▶ **Dataset content**

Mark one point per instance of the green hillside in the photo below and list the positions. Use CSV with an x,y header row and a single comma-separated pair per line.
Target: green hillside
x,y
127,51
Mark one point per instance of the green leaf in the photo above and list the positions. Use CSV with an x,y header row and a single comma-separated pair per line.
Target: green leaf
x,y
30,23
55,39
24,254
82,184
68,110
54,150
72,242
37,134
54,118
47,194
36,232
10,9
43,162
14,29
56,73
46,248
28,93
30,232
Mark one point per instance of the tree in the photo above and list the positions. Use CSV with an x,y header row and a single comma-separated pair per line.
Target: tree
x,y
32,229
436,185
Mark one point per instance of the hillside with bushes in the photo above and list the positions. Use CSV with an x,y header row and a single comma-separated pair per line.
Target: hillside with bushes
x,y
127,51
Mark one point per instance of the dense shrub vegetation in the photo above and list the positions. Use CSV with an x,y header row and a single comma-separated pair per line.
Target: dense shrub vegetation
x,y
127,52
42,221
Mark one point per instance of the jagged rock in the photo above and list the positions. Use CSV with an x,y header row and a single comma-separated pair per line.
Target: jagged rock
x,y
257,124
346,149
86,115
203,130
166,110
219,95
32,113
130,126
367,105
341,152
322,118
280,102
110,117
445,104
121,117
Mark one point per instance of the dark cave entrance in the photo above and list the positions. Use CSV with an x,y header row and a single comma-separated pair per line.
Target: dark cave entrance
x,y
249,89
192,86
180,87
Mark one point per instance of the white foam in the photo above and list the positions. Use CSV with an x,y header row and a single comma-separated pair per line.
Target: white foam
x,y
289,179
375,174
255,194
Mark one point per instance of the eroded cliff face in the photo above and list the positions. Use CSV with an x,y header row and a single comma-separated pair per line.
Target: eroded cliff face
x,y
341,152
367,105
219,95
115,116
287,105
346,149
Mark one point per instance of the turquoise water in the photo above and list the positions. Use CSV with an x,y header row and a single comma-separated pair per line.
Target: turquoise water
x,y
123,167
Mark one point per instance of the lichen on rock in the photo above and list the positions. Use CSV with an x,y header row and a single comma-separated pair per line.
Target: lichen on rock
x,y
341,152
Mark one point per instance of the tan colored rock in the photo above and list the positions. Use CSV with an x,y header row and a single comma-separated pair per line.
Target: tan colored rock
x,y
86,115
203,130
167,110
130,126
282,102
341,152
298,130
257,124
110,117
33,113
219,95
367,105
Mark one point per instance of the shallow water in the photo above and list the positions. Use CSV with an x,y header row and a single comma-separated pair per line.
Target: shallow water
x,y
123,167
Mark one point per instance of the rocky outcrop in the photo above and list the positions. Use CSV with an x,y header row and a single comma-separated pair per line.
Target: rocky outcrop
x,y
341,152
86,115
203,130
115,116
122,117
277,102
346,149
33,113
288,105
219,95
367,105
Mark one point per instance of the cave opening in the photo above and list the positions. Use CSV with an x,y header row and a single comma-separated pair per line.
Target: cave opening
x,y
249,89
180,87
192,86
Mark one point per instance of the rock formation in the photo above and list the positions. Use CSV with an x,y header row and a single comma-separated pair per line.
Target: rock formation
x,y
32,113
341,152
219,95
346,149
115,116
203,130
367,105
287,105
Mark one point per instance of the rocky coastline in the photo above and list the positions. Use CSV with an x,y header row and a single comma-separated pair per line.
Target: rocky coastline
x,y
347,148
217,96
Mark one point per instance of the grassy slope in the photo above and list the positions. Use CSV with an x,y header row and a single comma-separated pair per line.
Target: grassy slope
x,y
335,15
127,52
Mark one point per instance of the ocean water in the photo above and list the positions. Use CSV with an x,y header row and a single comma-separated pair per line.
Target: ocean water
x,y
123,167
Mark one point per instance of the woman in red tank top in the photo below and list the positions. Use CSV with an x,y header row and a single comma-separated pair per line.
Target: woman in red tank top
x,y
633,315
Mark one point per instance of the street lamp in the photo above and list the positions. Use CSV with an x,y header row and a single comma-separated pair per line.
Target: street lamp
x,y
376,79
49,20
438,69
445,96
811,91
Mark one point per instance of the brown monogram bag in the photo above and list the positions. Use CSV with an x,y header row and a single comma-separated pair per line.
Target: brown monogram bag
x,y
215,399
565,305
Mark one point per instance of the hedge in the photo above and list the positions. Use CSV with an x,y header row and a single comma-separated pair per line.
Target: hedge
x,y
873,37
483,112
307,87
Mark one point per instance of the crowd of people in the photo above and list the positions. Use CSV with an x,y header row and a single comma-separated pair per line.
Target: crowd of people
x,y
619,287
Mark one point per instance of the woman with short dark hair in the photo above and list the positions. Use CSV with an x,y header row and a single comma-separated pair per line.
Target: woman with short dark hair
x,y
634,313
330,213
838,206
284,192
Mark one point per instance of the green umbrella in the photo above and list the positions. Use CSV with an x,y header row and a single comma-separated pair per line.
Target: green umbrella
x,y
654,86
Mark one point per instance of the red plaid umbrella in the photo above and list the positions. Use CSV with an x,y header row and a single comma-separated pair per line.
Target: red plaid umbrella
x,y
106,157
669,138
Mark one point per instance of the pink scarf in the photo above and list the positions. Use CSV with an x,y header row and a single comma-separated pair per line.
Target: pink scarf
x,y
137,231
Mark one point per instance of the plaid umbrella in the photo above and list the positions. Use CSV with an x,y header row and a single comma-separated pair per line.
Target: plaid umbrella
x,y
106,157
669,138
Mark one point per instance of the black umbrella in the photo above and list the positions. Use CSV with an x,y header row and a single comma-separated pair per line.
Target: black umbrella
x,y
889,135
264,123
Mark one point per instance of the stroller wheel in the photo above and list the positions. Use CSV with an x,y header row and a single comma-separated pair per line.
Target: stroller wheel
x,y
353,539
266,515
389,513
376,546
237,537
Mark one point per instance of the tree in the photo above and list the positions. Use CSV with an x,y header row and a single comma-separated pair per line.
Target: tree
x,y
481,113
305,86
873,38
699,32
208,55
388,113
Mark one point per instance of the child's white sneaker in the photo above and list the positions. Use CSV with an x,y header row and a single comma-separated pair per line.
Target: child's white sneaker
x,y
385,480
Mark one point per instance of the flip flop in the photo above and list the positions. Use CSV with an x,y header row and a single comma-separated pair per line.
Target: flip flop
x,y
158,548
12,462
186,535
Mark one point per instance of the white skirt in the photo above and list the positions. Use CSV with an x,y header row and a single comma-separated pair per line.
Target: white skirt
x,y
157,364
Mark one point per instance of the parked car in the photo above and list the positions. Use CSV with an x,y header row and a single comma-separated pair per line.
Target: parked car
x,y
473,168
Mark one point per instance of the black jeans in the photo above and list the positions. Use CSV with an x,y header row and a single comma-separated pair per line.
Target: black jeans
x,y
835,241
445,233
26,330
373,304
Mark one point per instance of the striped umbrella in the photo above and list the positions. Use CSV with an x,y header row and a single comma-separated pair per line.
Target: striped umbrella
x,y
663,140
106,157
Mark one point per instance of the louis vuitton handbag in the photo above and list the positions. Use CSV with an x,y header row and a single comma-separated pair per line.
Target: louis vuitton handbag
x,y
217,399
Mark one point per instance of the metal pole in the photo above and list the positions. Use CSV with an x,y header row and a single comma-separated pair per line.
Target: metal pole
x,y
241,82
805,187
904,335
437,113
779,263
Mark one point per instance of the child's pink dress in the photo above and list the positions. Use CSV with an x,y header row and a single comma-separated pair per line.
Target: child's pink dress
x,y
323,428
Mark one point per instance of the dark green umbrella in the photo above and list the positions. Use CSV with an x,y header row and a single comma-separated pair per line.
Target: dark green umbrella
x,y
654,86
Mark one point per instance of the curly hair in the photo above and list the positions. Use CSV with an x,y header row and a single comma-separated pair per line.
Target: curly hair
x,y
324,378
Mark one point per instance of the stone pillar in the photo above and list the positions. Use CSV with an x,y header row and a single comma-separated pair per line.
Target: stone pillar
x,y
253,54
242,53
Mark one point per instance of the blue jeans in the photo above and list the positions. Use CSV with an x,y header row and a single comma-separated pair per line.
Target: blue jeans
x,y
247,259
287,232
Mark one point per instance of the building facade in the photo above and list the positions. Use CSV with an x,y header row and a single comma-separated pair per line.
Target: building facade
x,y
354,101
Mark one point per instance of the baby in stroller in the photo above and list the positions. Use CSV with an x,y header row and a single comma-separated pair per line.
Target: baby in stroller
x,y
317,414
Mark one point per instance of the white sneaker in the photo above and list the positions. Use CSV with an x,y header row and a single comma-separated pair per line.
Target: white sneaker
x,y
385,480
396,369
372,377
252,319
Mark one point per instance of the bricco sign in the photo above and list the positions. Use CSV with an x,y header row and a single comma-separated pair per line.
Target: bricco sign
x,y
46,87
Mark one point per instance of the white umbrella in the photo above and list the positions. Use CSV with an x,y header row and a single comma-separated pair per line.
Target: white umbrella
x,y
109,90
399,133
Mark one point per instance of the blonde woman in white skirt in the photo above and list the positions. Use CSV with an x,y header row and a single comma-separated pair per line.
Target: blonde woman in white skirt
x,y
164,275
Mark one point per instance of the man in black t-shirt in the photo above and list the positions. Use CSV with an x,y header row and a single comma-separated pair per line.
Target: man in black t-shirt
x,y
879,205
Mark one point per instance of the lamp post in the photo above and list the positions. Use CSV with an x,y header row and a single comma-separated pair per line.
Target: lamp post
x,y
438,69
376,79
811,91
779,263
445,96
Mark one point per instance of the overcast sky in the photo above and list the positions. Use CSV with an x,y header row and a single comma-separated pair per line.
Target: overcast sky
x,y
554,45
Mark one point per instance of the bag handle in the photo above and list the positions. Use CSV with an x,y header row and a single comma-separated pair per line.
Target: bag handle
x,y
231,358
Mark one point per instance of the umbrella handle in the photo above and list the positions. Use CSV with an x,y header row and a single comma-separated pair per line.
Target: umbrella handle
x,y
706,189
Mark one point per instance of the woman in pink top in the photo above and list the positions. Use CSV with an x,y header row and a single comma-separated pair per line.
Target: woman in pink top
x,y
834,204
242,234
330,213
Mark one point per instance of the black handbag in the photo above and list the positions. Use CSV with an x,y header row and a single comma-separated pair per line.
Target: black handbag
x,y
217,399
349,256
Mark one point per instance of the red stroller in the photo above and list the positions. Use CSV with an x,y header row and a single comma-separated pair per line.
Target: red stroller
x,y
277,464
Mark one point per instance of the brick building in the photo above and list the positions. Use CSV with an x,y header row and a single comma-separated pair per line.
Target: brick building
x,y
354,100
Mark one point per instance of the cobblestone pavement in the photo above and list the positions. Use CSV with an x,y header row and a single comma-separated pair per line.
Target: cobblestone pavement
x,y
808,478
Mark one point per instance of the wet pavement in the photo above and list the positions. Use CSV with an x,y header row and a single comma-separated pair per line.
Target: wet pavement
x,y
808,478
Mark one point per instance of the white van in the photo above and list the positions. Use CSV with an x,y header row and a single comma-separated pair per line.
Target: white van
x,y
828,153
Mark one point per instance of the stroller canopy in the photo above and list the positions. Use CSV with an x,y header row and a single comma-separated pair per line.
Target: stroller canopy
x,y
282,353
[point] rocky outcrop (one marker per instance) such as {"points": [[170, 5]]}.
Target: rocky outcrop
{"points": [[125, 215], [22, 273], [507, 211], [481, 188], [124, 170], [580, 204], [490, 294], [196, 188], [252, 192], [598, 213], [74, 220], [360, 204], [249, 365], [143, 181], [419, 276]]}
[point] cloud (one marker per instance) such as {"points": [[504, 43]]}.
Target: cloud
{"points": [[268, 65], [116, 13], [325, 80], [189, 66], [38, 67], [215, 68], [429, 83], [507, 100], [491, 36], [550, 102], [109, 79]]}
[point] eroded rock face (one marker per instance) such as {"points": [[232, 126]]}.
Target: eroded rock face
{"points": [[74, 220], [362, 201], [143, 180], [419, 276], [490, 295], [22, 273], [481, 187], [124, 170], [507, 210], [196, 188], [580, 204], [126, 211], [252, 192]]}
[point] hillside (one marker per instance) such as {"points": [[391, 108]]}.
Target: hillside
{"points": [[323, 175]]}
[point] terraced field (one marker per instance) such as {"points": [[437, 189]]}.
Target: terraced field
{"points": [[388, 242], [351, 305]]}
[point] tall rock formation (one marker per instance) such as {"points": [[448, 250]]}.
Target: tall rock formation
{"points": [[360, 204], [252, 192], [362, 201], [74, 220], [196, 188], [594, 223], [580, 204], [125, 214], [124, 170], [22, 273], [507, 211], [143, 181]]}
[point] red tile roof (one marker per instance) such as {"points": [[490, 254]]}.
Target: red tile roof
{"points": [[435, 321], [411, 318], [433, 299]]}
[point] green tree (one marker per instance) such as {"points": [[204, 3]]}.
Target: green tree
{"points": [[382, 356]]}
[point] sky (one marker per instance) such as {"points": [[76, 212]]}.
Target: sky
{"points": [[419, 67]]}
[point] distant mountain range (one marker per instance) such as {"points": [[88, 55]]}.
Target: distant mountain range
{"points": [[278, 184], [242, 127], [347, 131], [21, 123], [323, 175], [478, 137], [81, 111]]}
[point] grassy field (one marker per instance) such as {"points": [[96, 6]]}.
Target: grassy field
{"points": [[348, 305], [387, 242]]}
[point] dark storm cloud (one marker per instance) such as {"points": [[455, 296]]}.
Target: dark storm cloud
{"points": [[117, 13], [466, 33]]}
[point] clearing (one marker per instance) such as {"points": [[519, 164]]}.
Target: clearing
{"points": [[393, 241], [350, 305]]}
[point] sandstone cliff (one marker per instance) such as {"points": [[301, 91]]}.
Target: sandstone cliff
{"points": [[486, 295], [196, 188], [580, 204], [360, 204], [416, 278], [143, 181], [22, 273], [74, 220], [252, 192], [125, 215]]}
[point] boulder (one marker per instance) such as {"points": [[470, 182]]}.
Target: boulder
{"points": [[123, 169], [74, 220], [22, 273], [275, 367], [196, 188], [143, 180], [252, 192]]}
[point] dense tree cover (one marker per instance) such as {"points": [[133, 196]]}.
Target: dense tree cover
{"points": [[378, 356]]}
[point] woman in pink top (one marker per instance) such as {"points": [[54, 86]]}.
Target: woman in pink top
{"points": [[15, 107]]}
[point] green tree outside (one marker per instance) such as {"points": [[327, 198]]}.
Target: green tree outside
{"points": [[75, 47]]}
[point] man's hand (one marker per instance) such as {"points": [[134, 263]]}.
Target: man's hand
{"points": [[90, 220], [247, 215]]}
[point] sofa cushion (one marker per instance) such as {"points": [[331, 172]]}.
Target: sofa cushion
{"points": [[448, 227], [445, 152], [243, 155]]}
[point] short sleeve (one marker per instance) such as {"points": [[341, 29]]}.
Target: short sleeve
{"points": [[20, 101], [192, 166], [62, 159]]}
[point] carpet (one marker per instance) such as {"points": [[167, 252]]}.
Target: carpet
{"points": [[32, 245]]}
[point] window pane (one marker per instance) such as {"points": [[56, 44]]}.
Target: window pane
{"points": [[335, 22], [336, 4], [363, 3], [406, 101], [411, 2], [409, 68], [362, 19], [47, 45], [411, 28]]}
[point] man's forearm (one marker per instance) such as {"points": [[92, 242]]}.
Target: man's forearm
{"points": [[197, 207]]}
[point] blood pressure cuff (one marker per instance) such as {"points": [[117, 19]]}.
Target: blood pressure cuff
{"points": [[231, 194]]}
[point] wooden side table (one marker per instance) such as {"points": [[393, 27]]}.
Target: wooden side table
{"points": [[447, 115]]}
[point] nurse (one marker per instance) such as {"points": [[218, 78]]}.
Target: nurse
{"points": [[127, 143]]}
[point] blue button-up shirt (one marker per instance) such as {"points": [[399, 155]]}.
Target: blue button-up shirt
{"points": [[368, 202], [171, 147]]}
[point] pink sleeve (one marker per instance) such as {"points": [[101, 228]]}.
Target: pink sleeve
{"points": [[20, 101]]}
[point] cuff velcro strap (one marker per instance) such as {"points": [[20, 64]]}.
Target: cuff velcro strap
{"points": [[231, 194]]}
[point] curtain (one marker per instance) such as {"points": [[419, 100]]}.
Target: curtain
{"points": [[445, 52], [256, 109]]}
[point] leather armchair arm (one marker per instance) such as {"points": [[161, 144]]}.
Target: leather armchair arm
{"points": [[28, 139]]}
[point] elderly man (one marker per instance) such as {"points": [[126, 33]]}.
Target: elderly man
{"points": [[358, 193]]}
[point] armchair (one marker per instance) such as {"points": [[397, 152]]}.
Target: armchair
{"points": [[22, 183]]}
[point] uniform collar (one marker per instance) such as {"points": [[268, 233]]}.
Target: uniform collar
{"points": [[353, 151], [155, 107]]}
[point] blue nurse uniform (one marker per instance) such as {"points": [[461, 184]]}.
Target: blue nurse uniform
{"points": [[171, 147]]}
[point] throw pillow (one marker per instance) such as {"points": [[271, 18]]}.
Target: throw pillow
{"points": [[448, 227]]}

▶ **Set task**
Please output the lines of the material from the line containing "[point] blue nurse" through the end, inclusive, as a JSON list of strings with one string per line and blank lines omitted.

▶ **Complete response**
[
  "[point] blue nurse uniform (one marker per instance) such as {\"points\": [[461, 184]]}.",
  "Target: blue nurse uniform",
  "{\"points\": [[171, 147]]}",
  "[point] throw pillow (one marker per instance) such as {\"points\": [[271, 18]]}.",
  "Target: throw pillow",
  "{\"points\": [[448, 227]]}"
]